>> begin TASK INPUTS

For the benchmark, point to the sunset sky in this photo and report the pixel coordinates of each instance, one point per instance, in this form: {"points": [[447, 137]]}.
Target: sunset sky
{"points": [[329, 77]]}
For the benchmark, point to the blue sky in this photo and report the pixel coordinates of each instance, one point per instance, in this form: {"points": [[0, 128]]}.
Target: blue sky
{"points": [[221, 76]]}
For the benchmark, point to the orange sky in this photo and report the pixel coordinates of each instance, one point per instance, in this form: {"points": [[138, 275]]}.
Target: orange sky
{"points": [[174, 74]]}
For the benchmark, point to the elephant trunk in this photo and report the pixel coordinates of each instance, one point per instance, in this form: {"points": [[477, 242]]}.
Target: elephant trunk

>> end TASK INPUTS

EXERCISE: Convert every line of the records above into a JSON list of strings, one string per line, with blank lines left out.

FULL RESPONSE:
[
  "For the benchmark, point to the sunset sky in this photo and report the pixel coordinates of each instance, one point per instance, in this form: {\"points\": [[447, 137]]}.",
  "Target: sunset sky",
  "{\"points\": [[329, 77]]}",
  "For the benchmark, point to the blue sky in this photo and report the pixel coordinates of each instance, one point per instance, in this form: {\"points\": [[0, 128]]}.",
  "Target: blue sky",
  "{\"points\": [[221, 76]]}",
  "For the benchmark, point to the orange sky in this photo and report the pixel coordinates of each instance, one point per instance, in this form: {\"points\": [[138, 275]]}.",
  "Target: orange sky",
  "{\"points\": [[174, 74]]}",
  "For the benchmark, point to the elephant trunk in this photo and report the pixel coordinates of each instance, one point per instance, in this form: {\"points\": [[477, 242]]}.",
  "Target: elephant trunk"
]